_Problem:_ Copy out the items below without any change, beginning at the line that contains "Mark the blue sky, one" and continuing through the line that contains "x=219 y=215".

_Source material:_
------------------------------------------------------------
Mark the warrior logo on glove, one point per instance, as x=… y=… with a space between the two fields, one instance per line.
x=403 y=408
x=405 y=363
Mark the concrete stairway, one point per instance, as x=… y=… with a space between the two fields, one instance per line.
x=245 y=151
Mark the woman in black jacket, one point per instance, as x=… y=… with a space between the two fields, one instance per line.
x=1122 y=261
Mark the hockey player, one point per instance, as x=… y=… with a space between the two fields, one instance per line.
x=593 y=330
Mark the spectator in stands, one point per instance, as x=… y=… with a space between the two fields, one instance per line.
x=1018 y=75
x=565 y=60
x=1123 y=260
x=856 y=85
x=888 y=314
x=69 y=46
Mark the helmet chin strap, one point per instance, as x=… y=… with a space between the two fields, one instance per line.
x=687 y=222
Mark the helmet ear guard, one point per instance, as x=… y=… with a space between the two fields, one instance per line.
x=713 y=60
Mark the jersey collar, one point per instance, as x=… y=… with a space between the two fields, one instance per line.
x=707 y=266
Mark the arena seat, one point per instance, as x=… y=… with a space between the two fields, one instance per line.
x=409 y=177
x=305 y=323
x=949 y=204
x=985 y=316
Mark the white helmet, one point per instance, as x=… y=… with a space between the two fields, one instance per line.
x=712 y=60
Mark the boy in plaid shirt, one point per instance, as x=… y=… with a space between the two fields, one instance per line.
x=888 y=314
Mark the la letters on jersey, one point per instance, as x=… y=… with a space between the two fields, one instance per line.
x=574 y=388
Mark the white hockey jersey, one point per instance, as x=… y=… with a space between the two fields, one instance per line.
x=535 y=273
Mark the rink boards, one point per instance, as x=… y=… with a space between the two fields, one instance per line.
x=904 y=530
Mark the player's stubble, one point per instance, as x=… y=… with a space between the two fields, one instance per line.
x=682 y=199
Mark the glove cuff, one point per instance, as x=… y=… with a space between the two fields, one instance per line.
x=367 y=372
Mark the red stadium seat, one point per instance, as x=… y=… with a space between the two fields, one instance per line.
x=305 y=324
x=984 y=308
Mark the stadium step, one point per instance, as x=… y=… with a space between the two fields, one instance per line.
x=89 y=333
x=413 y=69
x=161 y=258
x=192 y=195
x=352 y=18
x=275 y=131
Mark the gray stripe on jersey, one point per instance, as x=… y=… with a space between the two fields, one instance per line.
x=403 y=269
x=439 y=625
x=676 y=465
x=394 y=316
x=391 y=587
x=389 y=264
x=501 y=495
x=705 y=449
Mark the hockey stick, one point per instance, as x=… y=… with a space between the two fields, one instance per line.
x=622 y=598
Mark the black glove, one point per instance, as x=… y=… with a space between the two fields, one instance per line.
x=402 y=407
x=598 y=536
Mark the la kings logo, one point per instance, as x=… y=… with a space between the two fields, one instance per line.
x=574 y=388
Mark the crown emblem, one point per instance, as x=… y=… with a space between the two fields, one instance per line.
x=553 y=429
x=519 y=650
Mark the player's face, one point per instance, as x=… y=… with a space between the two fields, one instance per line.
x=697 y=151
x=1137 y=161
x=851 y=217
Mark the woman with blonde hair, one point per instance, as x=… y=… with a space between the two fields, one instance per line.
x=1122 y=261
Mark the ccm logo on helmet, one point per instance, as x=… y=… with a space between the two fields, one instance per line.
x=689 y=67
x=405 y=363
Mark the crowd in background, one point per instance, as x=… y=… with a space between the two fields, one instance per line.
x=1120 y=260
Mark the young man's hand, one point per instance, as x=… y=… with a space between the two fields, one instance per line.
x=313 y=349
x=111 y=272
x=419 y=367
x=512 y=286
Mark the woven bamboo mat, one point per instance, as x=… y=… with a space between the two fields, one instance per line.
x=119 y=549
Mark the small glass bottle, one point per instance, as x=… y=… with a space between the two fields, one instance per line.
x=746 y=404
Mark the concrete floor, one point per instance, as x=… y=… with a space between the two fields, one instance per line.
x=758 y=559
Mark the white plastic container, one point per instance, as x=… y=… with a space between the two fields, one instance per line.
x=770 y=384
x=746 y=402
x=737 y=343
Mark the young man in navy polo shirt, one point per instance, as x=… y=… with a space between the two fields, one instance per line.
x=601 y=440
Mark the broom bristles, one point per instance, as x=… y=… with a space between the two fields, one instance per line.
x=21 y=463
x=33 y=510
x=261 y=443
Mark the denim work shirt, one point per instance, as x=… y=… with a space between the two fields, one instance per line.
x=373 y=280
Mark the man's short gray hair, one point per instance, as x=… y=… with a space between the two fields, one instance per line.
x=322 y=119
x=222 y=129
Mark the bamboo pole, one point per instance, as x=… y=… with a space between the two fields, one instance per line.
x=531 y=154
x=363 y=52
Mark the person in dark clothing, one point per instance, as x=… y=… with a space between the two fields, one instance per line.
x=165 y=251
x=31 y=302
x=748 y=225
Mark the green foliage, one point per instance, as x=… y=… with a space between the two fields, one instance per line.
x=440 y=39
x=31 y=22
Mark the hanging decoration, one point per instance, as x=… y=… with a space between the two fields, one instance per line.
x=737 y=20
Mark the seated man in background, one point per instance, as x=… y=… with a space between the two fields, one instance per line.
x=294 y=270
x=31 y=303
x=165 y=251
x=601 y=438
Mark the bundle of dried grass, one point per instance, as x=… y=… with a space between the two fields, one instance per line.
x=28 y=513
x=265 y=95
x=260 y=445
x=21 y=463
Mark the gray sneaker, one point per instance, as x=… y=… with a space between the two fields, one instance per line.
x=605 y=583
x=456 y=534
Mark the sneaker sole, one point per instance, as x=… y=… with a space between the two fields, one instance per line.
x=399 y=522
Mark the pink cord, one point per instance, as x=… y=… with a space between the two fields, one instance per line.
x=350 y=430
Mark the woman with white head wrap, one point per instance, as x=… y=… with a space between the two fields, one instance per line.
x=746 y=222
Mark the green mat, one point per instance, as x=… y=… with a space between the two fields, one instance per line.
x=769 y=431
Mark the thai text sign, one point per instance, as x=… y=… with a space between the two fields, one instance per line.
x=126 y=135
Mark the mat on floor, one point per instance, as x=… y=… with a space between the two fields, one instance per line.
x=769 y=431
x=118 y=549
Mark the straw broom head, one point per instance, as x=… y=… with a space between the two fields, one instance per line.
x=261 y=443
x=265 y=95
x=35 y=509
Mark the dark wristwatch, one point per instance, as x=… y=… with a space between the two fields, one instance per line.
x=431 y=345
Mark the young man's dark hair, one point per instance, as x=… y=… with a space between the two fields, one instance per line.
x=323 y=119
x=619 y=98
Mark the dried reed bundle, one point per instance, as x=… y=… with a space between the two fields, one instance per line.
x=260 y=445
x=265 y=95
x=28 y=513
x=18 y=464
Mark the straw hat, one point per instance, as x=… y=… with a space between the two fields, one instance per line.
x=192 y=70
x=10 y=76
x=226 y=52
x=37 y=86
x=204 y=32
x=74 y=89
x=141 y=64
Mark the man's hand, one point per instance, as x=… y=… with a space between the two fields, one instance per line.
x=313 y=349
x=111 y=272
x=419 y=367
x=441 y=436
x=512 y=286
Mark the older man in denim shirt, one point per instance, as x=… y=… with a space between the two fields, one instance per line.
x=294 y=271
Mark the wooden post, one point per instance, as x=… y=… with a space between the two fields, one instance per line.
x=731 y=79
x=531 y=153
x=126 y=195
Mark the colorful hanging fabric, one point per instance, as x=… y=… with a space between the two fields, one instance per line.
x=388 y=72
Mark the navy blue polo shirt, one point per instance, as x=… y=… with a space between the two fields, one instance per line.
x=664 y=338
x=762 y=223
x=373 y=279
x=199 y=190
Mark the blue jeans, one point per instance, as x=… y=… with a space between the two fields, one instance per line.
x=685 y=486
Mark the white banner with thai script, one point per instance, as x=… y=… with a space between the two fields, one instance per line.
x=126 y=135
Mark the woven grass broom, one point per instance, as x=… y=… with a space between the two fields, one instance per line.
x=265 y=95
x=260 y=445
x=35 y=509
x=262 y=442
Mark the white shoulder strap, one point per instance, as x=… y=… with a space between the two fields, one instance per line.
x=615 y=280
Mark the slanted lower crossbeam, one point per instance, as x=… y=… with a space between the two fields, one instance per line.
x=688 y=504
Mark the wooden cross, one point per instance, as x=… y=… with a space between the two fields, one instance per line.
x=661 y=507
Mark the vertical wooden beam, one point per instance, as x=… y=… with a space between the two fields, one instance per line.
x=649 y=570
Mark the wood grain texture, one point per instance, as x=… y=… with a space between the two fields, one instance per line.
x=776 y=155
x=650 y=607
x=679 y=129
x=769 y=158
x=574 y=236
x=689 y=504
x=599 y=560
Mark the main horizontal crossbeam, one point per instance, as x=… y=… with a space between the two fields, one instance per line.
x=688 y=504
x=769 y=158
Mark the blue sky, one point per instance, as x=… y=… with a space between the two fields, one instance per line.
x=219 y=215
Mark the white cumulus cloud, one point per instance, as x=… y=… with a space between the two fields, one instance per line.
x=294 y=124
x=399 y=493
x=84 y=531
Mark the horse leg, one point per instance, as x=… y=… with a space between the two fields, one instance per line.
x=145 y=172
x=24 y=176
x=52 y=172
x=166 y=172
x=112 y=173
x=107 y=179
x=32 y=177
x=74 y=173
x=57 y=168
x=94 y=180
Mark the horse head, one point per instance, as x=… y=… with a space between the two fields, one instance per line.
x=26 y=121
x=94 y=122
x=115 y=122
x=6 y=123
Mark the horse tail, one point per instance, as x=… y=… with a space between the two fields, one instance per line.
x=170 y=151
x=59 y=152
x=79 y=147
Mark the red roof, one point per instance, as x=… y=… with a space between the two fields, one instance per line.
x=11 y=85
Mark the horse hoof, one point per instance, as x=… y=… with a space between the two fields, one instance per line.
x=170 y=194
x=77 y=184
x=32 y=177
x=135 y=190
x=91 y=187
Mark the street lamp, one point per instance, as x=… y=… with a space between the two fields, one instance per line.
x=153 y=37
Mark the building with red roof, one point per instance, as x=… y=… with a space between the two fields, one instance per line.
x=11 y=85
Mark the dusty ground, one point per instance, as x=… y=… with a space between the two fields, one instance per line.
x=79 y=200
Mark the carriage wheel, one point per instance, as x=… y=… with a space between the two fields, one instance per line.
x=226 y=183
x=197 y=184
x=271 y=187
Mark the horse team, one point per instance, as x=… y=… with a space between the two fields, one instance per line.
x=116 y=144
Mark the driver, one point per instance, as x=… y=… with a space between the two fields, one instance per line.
------------------------------------------------------------
_Result of this task:_
Mark the blue sky, one point per instance, as x=… y=… with a space between the two fields, one instance per line.
x=219 y=215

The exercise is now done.